[[ DATA EXTRACTS, beginning ]]

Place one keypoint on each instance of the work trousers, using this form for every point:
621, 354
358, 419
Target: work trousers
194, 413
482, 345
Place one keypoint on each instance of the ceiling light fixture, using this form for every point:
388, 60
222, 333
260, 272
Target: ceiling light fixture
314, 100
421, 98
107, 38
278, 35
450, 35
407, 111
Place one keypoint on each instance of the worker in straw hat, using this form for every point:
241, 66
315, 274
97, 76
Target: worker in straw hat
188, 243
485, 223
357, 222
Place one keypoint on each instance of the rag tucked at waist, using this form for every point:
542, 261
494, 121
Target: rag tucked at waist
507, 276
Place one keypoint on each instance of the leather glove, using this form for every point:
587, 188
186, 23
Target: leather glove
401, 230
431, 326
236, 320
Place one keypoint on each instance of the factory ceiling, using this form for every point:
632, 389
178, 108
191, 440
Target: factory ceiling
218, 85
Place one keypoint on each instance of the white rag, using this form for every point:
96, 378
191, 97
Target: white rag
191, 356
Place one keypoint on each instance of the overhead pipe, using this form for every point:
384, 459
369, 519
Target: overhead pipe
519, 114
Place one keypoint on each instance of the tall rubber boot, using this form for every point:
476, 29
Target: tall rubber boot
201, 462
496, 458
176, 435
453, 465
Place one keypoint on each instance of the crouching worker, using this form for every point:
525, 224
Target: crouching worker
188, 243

[[ DATA EXTRACTS, end ]]

*REQUIREMENT*: The lines to output run from the one containing "Target: white rag" to the last line of the entries; give them back exactly.

*WRITTEN ANSWER*:
Target: white rag
191, 356
Place one keypoint on each instance of the overhead pipe, using this form for every point:
384, 459
369, 519
Target: overhead pipe
519, 114
Place one keypoint on each instance of the tall rubber boot, using this form for every point:
476, 29
Target: tall rubber boot
201, 462
496, 458
176, 435
453, 465
Place one keypoint on each instance of the crouching worker, using this form for every point:
525, 224
Target: crouching worker
188, 243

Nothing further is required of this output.